- **Task instructions**: Could you return the listing below exactly, with every line intact?

- **Working data**:
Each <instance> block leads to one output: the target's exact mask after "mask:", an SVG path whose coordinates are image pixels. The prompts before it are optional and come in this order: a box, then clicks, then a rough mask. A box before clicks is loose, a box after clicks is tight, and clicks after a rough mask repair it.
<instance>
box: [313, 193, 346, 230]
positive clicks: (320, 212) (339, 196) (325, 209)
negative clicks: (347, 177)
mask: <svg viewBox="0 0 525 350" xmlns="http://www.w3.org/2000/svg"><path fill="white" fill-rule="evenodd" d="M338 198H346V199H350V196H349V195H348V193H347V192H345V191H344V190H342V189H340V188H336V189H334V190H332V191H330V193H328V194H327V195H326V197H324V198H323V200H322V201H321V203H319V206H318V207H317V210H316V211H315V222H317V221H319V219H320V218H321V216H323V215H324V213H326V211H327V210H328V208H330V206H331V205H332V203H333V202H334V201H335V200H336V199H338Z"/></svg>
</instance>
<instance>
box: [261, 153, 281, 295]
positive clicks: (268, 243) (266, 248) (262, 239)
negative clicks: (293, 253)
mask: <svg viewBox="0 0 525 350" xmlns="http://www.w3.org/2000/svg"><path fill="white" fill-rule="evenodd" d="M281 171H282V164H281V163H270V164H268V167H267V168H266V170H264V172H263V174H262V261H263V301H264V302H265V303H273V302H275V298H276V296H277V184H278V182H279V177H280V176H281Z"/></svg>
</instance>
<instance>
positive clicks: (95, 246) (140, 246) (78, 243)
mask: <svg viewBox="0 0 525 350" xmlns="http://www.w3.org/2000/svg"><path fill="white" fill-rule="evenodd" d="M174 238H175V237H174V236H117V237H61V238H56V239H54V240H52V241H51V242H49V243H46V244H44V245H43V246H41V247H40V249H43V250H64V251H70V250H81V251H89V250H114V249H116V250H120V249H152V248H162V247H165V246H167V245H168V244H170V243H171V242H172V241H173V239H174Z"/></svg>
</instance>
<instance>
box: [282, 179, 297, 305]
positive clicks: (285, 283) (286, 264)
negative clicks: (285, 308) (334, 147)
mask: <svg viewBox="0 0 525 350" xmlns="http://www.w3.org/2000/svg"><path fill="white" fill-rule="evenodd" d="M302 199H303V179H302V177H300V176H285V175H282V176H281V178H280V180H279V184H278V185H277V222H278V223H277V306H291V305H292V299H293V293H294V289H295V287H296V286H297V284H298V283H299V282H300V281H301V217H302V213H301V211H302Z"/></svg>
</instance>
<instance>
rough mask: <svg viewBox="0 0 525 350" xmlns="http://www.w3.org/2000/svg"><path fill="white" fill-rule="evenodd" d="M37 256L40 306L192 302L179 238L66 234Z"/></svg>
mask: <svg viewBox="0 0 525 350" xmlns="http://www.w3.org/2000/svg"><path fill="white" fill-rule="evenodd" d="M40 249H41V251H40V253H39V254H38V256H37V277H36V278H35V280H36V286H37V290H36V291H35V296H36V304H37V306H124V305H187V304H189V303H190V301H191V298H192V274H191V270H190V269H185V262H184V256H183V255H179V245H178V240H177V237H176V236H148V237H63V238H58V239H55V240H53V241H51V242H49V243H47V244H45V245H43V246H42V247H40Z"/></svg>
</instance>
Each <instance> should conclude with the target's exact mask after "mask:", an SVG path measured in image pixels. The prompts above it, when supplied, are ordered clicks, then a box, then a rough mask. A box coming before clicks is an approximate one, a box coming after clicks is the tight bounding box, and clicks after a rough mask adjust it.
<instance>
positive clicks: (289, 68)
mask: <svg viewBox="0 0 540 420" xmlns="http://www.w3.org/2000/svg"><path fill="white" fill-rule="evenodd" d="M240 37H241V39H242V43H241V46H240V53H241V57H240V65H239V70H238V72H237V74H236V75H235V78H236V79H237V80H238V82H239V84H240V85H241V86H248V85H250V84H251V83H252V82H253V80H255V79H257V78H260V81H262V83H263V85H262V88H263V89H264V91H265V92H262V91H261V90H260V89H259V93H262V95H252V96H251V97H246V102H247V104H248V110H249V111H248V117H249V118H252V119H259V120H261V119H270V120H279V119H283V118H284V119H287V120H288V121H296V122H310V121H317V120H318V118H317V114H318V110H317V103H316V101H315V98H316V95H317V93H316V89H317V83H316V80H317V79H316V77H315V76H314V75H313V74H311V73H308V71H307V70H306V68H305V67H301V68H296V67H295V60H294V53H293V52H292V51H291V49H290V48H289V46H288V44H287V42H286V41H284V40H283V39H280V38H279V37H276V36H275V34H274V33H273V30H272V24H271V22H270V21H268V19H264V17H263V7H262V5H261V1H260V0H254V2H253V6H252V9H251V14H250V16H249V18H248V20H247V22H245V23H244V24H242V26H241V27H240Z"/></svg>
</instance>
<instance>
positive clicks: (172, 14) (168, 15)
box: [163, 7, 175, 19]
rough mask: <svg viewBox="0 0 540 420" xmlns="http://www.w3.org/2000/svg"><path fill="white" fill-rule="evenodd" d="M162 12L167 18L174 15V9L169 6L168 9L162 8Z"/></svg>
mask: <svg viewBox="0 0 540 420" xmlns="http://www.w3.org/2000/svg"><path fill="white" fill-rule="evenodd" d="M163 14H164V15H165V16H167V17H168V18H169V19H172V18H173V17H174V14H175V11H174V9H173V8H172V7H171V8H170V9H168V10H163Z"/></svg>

- **Answer space**:
Each <instance> block leads to one output: the target's exact mask after "mask:", an SVG path whose coordinates are image pixels. The prompts before it are optional and come in this order: a box, then clicks, then a rough mask. A box before clicks is loose, a box after clicks is tight, and clicks after a rough mask repair it.
<instance>
box: [313, 193, 346, 230]
positive clicks: (320, 212) (339, 196) (325, 209)
negative clicks: (347, 177)
mask: <svg viewBox="0 0 525 350" xmlns="http://www.w3.org/2000/svg"><path fill="white" fill-rule="evenodd" d="M338 198H346V199H350V196H349V195H348V193H347V192H345V191H344V190H342V189H340V188H336V189H334V190H332V191H330V193H328V194H327V195H326V197H324V198H323V200H322V201H321V203H319V206H318V207H317V210H316V211H315V222H317V221H319V219H320V218H321V216H323V215H324V213H326V211H327V210H328V208H330V206H331V205H332V203H333V202H334V201H335V200H336V199H338Z"/></svg>
</instance>
<instance>
box: [261, 153, 281, 295]
positive clicks: (268, 243) (266, 248) (262, 239)
negative clicks: (293, 253)
mask: <svg viewBox="0 0 525 350" xmlns="http://www.w3.org/2000/svg"><path fill="white" fill-rule="evenodd" d="M281 171H282V164H281V163H270V164H268V167H267V168H266V170H264V172H263V174H262V261H263V301H264V302H265V303H273V302H275V298H276V296H277V184H278V182H279V177H280V176H281Z"/></svg>
</instance>
<instance>
positive clicks: (95, 246) (140, 246) (78, 243)
mask: <svg viewBox="0 0 525 350" xmlns="http://www.w3.org/2000/svg"><path fill="white" fill-rule="evenodd" d="M174 238H175V237H174V236H117V237H61V238H56V239H54V240H52V241H51V242H49V243H46V244H44V245H43V246H41V247H40V249H43V250H64V251H70V250H81V251H89V250H114V249H116V250H120V249H152V248H162V247H165V246H167V245H168V244H170V243H171V242H172V241H173V239H174Z"/></svg>
</instance>
<instance>
box: [282, 179, 297, 305]
positive clicks: (285, 283) (286, 264)
negative clicks: (285, 308) (334, 147)
mask: <svg viewBox="0 0 525 350" xmlns="http://www.w3.org/2000/svg"><path fill="white" fill-rule="evenodd" d="M302 199H303V179H302V177H300V176H285V175H282V176H281V178H280V180H279V184H278V185H277V222H278V223H277V306H291V305H292V299H293V293H294V289H295V287H296V286H297V284H298V283H299V282H300V281H301V217H302V213H301V211H302Z"/></svg>
</instance>
<instance>
rough mask: <svg viewBox="0 0 525 350" xmlns="http://www.w3.org/2000/svg"><path fill="white" fill-rule="evenodd" d="M37 256L40 306L192 302L179 238L66 234Z"/></svg>
mask: <svg viewBox="0 0 525 350" xmlns="http://www.w3.org/2000/svg"><path fill="white" fill-rule="evenodd" d="M40 249H41V251H40V253H39V254H38V256H37V277H36V278H35V280H36V286H37V290H36V291H35V296H36V304H37V306H124V305H187V304H189V303H190V301H191V298H192V274H191V270H190V269H185V262H184V256H183V255H179V245H178V240H177V237H176V236H148V237H63V238H58V239H55V240H53V241H51V242H49V243H47V244H45V245H43V246H42V247H40Z"/></svg>
</instance>
Each <instance> should conclude with the target's exact mask after "mask:", an SVG path measured in image pixels. The prompts above it, when supplied, are ordered clicks, then a box, then a rough mask. A box coming before clicks is an approximate one, a box coming after clicks is the tight bounding box, and clicks after a rough mask adjust it.
<instance>
positive clicks: (289, 68)
mask: <svg viewBox="0 0 540 420" xmlns="http://www.w3.org/2000/svg"><path fill="white" fill-rule="evenodd" d="M240 37H241V39H242V43H241V46H240V53H241V57H240V65H239V70H238V72H237V74H236V75H235V78H236V79H237V80H238V82H239V84H240V85H241V86H248V85H250V84H251V83H252V82H253V80H255V79H257V78H260V81H262V83H263V85H262V88H263V89H264V91H265V92H262V91H261V90H260V89H259V93H262V95H252V96H251V97H246V102H247V104H248V110H249V111H248V117H249V118H252V119H259V120H261V119H270V120H279V119H283V118H284V119H287V120H288V121H296V122H310V121H317V120H318V118H317V114H318V110H317V103H316V101H315V98H316V95H317V93H316V89H317V83H316V80H317V79H316V77H315V76H314V75H313V74H311V73H308V71H307V70H306V68H305V67H301V68H296V67H295V60H294V53H293V52H292V51H291V49H290V48H289V46H288V44H287V42H286V41H284V40H283V39H280V38H279V37H276V36H275V34H274V33H273V30H272V24H271V22H270V21H268V19H264V17H263V7H262V5H261V1H260V0H254V2H253V6H252V9H251V14H250V16H249V18H248V20H247V22H245V23H244V24H242V26H241V27H240Z"/></svg>
</instance>
<instance>
positive clicks: (172, 14) (168, 15)
box: [163, 7, 175, 19]
rough mask: <svg viewBox="0 0 540 420" xmlns="http://www.w3.org/2000/svg"><path fill="white" fill-rule="evenodd" d="M162 12L167 18L174 15V9L169 6L168 9L162 8Z"/></svg>
mask: <svg viewBox="0 0 540 420" xmlns="http://www.w3.org/2000/svg"><path fill="white" fill-rule="evenodd" d="M163 14H164V15H165V16H167V17H168V18H169V19H172V18H173V17H174V14H175V11H174V9H173V8H172V7H171V8H170V9H168V10H163Z"/></svg>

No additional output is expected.